#### Passage to read
Relevant pharmacology: routes of administration

Medications taken orally (by mouth) are generally the slowest to onset of action. Intravenous medications, introduced directly into the bloodstream, are generally the fastest. Perhaps less well-known are other methods that are nearly as fast as IV: sublingual, intranasal, and inhaled. In each of these cases, the medication is placed in apposition to blood vessels that are able to absorb it directly. This only works for certain types of medications (mostly lipophilic ones that can cross into blood vessels), but it’s fast and avoids some of the difficulties of oral administration.* Subcutaneous, transdermal or intramuscular administration is generally also somewhat quicker to reach the bloodstream than oral medications.
########
#### Records
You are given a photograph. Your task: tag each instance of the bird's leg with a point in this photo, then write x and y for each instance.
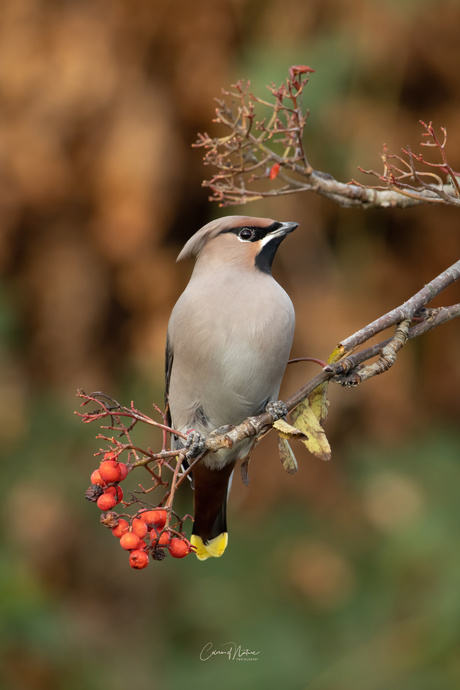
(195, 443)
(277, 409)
########
#### Records
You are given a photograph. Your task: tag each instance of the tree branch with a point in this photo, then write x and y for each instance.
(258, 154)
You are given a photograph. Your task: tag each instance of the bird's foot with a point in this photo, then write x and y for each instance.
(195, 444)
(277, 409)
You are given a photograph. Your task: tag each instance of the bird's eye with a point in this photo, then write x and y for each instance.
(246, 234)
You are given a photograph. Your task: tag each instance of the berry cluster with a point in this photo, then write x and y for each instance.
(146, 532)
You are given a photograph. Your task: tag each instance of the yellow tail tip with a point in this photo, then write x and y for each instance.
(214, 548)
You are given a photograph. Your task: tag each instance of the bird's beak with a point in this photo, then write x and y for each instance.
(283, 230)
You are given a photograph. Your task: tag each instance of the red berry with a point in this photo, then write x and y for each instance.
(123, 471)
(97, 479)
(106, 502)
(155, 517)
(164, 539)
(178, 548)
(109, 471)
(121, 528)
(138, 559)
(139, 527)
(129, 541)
########
Tasks for this exercise —
1 > Do these statements agree with the passage on routes of administration? Answer yes or no for each and quote the words of the passage that decide it.
(a) Oral medications are generally the fastest to onset of action.
(b) Sublingual, intranasal, and inhaled administration works for every type of medication.
(c) Intramuscular administration generally reaches the bloodstream somewhat quicker than oral medications.
2 > Summarize the passage on routes of administration in two sentences.
3 > Answer each question from the passage on routes of administration.
(a) Which route introduces medication directly into the bloodstream?
(b) Which kind of medications mostly work by the sublingual, intranasal, and inhaled routes?
(c) Which three routes are generally somewhat quicker to reach the bloodstream than oral medications?

Answers to this exercise —
1 >
(a) No: "Medications taken orally (by mouth) are generally the slowest to onset of action."
(b) No: "This only works for certain types of medications (mostly lipophilic ones that can cross into blood vessels)"
(c) Yes: "Subcutaneous, transdermal or intramuscular administration is generally also somewhat quicker to reach the bloodstream than oral medications."

2 > Oral medications are generally the slowest to take effect and intravenous ones the fastest. Sublingual, intranasal, and inhaled routes are nearly as fast as IV because the drug is placed against blood vessels that absorb it directly, though this works only for certain, mostly lipophilic, medications, and subcutaneous, transdermal, or intramuscular administration is also generally somewhat quicker than oral dosing.

3 >
(a) Intravenous.
(b) Lipophilic ones that can cross into blood vessels.
(c) Subcutaneous, transdermal, and intramuscular.